Data entries
==================================================

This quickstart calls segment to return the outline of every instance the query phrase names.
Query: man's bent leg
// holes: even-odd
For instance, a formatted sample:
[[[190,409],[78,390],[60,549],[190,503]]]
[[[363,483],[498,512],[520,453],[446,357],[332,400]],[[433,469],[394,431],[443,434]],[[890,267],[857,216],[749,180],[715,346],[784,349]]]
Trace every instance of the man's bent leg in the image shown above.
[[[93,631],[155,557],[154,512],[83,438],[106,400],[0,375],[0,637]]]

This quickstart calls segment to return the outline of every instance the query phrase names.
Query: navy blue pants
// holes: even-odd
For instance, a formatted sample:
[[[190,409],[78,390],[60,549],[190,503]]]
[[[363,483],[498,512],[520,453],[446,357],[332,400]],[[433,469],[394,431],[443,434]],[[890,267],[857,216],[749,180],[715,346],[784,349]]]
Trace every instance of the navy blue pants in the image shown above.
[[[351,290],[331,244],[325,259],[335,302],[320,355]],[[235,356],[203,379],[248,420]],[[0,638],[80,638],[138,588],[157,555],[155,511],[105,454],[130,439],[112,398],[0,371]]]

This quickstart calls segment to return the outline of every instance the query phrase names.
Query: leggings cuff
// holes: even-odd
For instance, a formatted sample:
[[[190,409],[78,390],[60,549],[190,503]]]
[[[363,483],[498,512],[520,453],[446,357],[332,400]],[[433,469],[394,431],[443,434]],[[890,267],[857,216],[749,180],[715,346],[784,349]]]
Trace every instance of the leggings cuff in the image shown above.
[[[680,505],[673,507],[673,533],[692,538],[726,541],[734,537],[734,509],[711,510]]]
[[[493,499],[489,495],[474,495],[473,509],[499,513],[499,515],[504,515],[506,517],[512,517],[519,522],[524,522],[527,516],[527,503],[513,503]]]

==================================================

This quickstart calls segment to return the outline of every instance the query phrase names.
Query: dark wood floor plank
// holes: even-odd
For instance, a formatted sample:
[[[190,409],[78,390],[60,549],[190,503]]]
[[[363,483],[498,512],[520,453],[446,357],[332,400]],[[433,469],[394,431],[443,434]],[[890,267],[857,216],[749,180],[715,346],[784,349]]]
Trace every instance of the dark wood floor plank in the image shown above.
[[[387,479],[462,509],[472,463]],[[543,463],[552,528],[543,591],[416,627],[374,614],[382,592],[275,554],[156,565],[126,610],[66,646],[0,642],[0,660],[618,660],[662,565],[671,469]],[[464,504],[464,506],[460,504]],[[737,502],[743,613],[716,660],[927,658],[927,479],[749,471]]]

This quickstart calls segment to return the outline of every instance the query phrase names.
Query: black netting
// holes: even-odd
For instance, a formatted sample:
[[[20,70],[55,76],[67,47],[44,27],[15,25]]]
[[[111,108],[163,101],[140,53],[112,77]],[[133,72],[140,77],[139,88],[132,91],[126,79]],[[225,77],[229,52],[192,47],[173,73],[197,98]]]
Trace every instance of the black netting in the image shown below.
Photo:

==================================================

Stated problem
Select every line in the rows above that contains the word "netting", and copy each one out. Treat uppercase and lowercase as different.

Output for this exercise
Query: black netting
Trace every instance of the black netting in the image shown below.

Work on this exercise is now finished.